Hi Marc,
On 3/10/20 7:00 PM, Marc Zyngier wrote:
> On 2020-03-10 17:40, Auger Eric wrote:
>> Hi Marc,
>>
>> On 3/10/20 12:03 PM, Marc Zyngier wrote:
>>> Hi Eric,
>>>
>>> On 2020-03-09 18:05, Auger Eric wrote:
>>>> Hi Marc,
>>>>
>>>> On 3/9/20 1:48 PM, Marc Zyngier wrote:
>>>>> It can be desirable to expose a PMU to a guest, and yet not want the
>>>>> guest to be able to count some of the implemented events (because this
>>>>> would give information on shared resources, for example.
>>>>>
>>>>> For this, let's extend the PMUv3 device API, and offer a way to
>>>>> setup a
>>>>> bitmap of the allowed events (the default being no bitmap, and thus no
>>>>> filtering).
>>>>>
>>>>> Userspace can thus allow/deny ranges of event. The default policy
>>>>> depends on the "polarity" of the first filter setup (default deny
>>>>> if the
>>>>> filter allows events, and default allow if the filter denies events).
>>>>> This allows to setup exactly what is allowed for a given guest.
>>>>>
>>>>> Note that although the ioctl is per-vcpu, the map of allowed events is
>>>>> global to the VM (it can be setup from any vcpu until the vcpu PMU is
>>>>> initialized).

──────────────────────────────

▶ Exercise details
Please continue the mailing-list thread about PMU event filtering for guests, picking up right after its final line.

Stored data:

──────────────────────────────

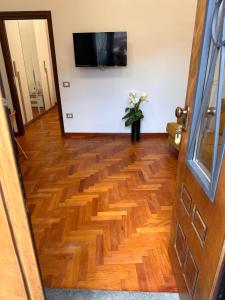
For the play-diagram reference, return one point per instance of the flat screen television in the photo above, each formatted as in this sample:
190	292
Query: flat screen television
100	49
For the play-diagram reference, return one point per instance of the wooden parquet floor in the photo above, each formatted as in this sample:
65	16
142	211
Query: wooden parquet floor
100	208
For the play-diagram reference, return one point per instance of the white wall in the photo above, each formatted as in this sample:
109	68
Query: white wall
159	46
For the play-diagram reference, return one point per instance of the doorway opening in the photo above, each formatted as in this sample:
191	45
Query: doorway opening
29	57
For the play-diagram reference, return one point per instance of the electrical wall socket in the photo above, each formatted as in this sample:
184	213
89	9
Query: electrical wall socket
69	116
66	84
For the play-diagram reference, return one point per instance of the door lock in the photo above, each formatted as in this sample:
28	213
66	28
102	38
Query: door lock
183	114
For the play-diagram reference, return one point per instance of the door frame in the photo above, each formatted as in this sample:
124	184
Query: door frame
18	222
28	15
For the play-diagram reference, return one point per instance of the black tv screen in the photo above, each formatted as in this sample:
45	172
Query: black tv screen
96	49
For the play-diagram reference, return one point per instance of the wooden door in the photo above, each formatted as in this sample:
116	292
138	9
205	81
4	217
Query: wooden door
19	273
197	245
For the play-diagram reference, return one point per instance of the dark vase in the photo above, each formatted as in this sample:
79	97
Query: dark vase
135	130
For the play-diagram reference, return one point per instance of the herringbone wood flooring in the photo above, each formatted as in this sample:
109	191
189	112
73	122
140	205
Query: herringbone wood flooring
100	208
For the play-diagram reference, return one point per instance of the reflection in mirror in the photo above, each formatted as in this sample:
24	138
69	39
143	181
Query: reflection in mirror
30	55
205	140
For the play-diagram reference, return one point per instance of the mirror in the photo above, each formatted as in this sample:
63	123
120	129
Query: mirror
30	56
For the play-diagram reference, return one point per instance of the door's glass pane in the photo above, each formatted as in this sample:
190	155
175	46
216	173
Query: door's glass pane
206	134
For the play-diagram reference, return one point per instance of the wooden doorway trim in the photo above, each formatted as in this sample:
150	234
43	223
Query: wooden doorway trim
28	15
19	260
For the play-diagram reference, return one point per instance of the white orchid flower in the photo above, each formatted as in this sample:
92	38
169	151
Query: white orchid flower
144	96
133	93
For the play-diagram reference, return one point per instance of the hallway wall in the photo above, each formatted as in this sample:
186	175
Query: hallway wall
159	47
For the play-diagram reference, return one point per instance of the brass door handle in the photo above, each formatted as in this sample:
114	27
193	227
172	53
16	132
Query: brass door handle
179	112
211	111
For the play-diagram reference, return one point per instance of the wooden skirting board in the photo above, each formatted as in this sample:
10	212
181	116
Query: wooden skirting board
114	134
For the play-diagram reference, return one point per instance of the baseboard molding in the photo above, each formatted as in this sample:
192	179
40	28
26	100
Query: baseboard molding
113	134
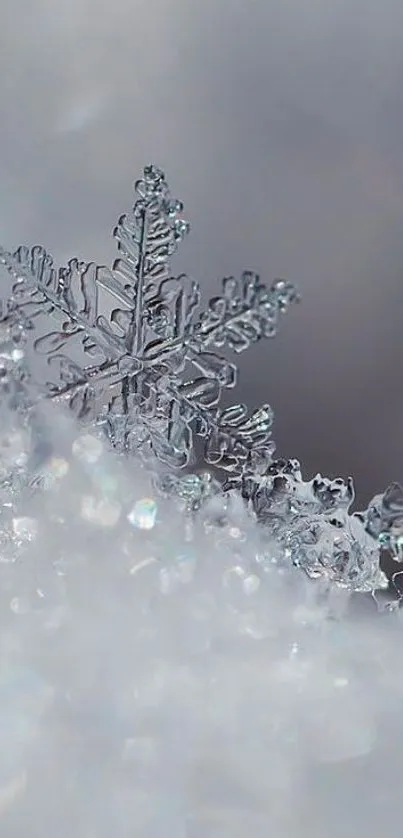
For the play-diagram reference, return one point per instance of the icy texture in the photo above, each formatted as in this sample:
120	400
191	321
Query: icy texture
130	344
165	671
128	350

──────────────────────────────

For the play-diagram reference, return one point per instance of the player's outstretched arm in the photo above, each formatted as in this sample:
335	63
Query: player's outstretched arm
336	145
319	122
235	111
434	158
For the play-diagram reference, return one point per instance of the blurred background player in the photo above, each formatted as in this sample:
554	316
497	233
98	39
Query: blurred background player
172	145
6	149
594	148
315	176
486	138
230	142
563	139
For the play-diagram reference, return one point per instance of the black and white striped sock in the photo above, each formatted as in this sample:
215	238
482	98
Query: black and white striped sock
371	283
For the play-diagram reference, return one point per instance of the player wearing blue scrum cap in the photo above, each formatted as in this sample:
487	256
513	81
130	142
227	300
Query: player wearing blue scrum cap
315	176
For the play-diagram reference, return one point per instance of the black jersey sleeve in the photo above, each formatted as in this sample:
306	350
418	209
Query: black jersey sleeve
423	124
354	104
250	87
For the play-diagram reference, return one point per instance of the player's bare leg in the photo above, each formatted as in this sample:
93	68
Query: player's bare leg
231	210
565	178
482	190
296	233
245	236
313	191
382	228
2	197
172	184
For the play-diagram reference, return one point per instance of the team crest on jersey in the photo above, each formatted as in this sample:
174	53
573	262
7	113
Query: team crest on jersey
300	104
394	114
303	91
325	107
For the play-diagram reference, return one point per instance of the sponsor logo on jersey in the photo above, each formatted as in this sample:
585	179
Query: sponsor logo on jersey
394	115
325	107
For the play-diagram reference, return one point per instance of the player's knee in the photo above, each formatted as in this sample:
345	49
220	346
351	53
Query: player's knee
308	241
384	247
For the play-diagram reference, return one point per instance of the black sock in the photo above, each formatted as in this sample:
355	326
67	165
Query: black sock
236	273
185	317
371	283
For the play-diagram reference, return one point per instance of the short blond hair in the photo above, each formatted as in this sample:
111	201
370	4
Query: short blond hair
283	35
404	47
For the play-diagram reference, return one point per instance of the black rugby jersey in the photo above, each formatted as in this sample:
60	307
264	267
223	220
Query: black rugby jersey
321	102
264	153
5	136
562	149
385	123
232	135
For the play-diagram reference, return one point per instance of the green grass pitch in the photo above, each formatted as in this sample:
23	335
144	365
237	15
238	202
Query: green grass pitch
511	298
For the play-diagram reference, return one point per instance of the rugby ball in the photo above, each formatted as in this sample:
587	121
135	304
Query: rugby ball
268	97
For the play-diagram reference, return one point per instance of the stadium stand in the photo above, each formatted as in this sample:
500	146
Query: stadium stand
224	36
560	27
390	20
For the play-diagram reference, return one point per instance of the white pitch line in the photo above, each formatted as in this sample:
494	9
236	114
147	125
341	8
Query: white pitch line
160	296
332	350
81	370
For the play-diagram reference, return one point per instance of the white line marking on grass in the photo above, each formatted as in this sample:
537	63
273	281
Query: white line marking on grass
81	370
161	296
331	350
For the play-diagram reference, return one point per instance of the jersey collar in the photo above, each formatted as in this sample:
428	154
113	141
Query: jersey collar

──────────────────────────────

▶ Output below
>>>>>
>>>>> Signed-off-by: Marc Zyngier <[email protected]>
>>>>> ---
>>>>> arch/arm64/include/asm/kvm_host.h | 6 +++
>>>>> arch/arm64/include/uapi/asm/kvm.h | 16 ++++++
>>>>> virt/kvm/arm/arm.c | 2 +
>>>>> virt/kvm/arm/pmu.c | 84
>>>>> +++++++++++++++++++++++++------
>>>>> 4 files changed, 92 insertions(+), 16 deletions(-)
>>>>>
>>>>> diff --git a/arch/arm64/include/asm/kvm_host.h
>>>>> b/arch/arm64/include/asm/kvm_host.h
>>>>> index 57fd46acd058..8e63c618688d 100644
>>>>> --- a/arch/arm64/include/asm/kvm_host.h
>>>>> +++ b/arch/arm64/include/asm/kvm_host.h
>>>>> @@ -91,6 +91,12 @@ struct kvm_arch {
>>>>> * supported.
>>>>> */
>>>>> bool return_nisv_io_abort_to_user;
>>>>> +
>>>>> + /*
>>>>> + * VM-wide PMU filter, implemented as a bitmap and big enough
>>>>> + * for up to 65536 events
>>>>> + */
>>>>> + unsigned long *pmu_filter;
>>>>> };
>>>>>
>>>>> #define KVM_NR_MEM_OBJS 40
>>>>> diff --git a/arch/arm64/include/uapi/asm/kvm.h
>>>>> b/arch/arm64/include/uapi/asm/kvm.h
>>>>> index ba85bb23f060..7b1511d6ce44 100644
>>>>> --- a/arch/arm64/include/uapi/asm/kvm.h
>>>>> +++ b/arch/arm64/include/uapi/asm/kvm.h
>>>>> @@ -159,6 +159,21 @@ struct kvm_sync_regs {
>>>>> struct kvm_arch_memory_slot {
>>>>> };
>>>>>
>>>>> +/*
>>>>> + * PMU filter structure. Describe a range of events with a particular
>>>>> + * action. To be used with KVM_ARM_VCPU_PMU_V3_FILTER.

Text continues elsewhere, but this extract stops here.